● Text provided:

####

BRT and BHLS around the world: Explosive growth, large positive impacts and many issues outstanding

A survey of Bus Rapid Transit BRT and Bus of High Level of Service BHLS around the world indicates that there are about 120 cities with bus corridors, with 99 of the cities entering into the list in the last 12 years. The existing bus corridors comprise about 280 corridors, 4300 km, 6700 stations and use 30,000 buses, serving about 28 million passengers per day. In 2010–2011, 19 cities completed new systems − 16 in the developing world – and seven cities expanded their current systems. By late 2011, about 49 new cities were building systems, 16 cities were expanding their corridors, and 31 cities were in initial planning. This impressive growth may be attributed in part to the successes of Curitiba, Bogotá, México City, Istanbul, Ahmedabad and Guangzhou. These cities show low cost, rapid implementation and high performance BRTs, with significant positive externalities. Interesting trends are emerging, such as the implementation of citywide integrated bus systems, improved processes for private participation in operations, increased funding from national governments, and growth of bus manufacturers and technology providers. Despite the growth, there are some outstanding issues: BRT and BHLS do not have a single meaning and image and are often regarded as a “second best” as compared to rail alternatives. In addition several systems in the developing world suffer problems resulting from poor planning, implementation and operation, due to financial, institutional and regulatory constraints. The BRT and BHLS Industry are in their “infancy” and there is need for consolidation and concerted effort.

####

● Task statement:
According to the survey of bus corridors above, about how many passengers do the existing corridors serve per day?

####

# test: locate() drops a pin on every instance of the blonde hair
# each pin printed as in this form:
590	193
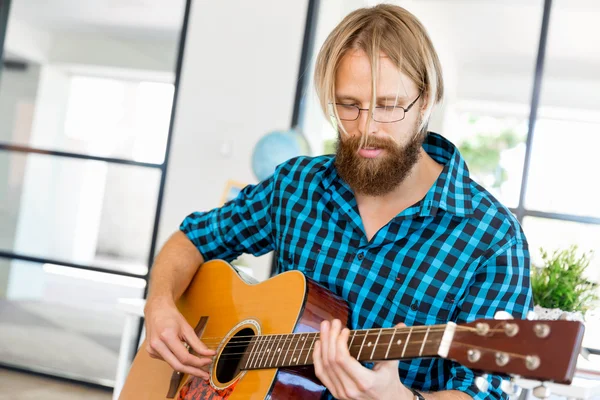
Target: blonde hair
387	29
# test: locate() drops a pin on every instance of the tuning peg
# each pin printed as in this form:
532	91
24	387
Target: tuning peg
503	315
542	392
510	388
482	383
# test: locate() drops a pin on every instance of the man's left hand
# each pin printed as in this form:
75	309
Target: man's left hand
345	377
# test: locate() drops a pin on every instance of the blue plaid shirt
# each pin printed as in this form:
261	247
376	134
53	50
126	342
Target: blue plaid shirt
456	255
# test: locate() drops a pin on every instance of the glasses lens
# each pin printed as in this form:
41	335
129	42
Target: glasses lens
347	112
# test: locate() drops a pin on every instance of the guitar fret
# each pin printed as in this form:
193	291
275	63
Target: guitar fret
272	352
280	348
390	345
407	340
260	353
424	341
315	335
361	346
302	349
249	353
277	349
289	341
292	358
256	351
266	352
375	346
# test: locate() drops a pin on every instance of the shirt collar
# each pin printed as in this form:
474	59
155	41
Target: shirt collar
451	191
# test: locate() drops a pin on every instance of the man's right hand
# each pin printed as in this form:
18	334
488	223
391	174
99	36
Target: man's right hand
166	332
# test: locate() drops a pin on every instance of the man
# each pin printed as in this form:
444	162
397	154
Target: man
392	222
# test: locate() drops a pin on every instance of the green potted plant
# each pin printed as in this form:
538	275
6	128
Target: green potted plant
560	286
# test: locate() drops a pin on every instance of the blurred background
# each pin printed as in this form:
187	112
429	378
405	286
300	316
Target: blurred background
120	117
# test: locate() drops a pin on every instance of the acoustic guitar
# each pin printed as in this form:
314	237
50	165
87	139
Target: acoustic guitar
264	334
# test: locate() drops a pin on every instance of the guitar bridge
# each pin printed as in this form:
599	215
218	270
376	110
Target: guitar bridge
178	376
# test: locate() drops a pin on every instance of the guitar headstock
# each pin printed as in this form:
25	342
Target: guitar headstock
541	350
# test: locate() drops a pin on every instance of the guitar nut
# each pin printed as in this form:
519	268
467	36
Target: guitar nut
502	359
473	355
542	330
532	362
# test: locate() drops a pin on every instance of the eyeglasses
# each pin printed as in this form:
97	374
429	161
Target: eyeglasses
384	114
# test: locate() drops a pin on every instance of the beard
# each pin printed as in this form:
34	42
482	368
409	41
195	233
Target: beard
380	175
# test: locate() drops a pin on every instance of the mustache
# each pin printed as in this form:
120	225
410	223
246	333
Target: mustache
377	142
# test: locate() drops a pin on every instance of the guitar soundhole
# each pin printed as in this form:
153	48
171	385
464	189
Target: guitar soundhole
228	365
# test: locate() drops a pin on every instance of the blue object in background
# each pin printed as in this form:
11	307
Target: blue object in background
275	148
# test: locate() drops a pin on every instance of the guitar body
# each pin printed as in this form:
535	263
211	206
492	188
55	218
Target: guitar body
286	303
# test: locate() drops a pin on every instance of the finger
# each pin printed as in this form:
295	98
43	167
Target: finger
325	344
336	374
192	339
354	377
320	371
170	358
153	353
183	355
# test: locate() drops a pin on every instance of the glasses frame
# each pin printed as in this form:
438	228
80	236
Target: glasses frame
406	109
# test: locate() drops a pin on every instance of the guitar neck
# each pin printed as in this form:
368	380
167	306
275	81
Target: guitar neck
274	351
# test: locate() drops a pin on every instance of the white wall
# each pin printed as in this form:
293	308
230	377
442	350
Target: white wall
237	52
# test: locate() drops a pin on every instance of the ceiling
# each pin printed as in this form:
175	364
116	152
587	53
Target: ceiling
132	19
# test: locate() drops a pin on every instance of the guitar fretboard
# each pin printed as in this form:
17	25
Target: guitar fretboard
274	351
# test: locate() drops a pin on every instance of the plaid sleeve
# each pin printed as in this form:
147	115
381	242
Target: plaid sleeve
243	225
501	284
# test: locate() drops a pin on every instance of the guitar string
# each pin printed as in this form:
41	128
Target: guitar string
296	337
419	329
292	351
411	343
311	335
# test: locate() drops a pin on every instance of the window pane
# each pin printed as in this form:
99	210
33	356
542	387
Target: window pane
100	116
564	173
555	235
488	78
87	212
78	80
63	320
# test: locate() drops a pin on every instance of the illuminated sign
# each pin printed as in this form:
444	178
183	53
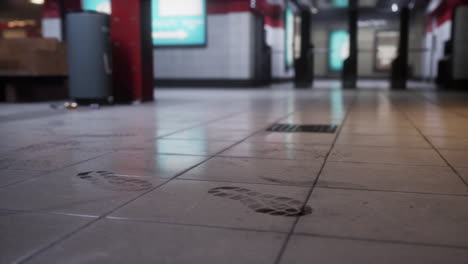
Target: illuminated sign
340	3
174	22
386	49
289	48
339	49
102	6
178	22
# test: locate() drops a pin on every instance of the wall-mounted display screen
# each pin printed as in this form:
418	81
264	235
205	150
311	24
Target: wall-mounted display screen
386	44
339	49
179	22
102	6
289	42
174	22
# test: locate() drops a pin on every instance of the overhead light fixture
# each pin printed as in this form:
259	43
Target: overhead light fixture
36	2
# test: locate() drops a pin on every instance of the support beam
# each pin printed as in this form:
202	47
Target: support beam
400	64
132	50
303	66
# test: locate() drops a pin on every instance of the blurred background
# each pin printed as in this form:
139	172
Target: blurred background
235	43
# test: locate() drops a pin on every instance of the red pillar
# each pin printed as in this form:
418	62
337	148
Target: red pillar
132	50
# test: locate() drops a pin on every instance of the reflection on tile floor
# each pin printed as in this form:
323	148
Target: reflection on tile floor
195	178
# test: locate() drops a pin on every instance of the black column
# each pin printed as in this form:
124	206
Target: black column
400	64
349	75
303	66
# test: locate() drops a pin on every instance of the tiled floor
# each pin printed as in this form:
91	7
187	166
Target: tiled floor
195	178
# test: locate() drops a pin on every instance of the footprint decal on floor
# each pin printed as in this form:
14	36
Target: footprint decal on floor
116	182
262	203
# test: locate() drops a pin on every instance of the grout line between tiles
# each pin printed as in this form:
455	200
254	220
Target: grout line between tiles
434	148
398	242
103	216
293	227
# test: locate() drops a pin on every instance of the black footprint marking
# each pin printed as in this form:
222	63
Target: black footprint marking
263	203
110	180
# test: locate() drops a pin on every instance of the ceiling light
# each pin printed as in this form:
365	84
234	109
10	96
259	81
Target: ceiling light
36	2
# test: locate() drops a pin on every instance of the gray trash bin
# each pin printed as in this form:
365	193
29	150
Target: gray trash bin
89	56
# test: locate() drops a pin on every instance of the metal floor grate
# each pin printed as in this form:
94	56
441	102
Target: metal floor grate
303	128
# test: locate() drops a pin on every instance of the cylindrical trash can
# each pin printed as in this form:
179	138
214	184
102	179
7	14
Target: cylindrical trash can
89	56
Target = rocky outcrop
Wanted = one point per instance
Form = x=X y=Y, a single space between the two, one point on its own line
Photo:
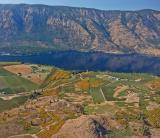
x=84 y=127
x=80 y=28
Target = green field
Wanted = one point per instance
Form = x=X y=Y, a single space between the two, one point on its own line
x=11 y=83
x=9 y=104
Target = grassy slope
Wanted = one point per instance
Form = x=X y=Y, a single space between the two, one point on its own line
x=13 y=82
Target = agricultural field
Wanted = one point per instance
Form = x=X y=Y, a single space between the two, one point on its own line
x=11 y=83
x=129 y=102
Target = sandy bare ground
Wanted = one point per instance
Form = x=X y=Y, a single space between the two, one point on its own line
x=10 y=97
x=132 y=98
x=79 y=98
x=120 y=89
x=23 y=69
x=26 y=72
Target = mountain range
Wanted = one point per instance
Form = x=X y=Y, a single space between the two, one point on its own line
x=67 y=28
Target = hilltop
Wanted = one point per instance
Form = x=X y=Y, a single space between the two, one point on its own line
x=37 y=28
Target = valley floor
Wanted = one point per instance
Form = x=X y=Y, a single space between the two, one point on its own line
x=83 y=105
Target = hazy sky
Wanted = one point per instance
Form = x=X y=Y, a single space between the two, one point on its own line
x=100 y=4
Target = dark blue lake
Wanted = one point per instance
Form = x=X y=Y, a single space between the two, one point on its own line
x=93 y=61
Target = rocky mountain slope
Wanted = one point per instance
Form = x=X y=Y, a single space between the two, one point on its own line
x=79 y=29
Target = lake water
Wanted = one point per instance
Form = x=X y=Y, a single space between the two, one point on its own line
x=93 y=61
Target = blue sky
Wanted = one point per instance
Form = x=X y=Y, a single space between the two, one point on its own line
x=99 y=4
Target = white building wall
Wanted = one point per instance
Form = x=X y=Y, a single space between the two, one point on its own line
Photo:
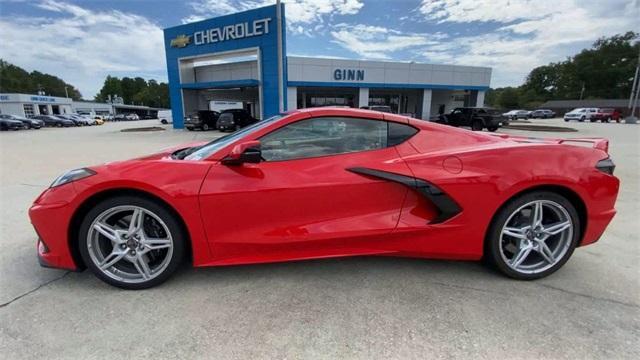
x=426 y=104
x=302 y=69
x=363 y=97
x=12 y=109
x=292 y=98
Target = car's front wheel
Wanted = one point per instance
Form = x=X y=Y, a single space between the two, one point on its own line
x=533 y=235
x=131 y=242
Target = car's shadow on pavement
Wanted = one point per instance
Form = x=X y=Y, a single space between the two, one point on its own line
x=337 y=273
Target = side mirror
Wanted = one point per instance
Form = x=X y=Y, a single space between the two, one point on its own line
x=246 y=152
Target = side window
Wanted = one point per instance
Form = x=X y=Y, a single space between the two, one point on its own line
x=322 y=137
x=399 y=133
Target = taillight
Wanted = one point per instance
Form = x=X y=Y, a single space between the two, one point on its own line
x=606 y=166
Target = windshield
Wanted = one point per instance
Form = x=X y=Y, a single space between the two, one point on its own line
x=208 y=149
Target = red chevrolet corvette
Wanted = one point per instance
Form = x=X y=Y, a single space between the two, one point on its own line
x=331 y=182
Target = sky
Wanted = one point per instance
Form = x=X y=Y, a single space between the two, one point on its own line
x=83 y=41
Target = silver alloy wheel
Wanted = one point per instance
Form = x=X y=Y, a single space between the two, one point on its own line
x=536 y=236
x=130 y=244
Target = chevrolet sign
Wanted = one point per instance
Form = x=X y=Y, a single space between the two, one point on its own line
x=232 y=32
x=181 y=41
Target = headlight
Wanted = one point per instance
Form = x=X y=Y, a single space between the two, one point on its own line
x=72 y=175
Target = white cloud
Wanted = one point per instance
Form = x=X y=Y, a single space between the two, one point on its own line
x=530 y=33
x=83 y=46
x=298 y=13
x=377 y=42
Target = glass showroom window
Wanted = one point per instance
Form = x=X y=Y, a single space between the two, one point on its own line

####

● Task answer:
About 28 million passengers per day.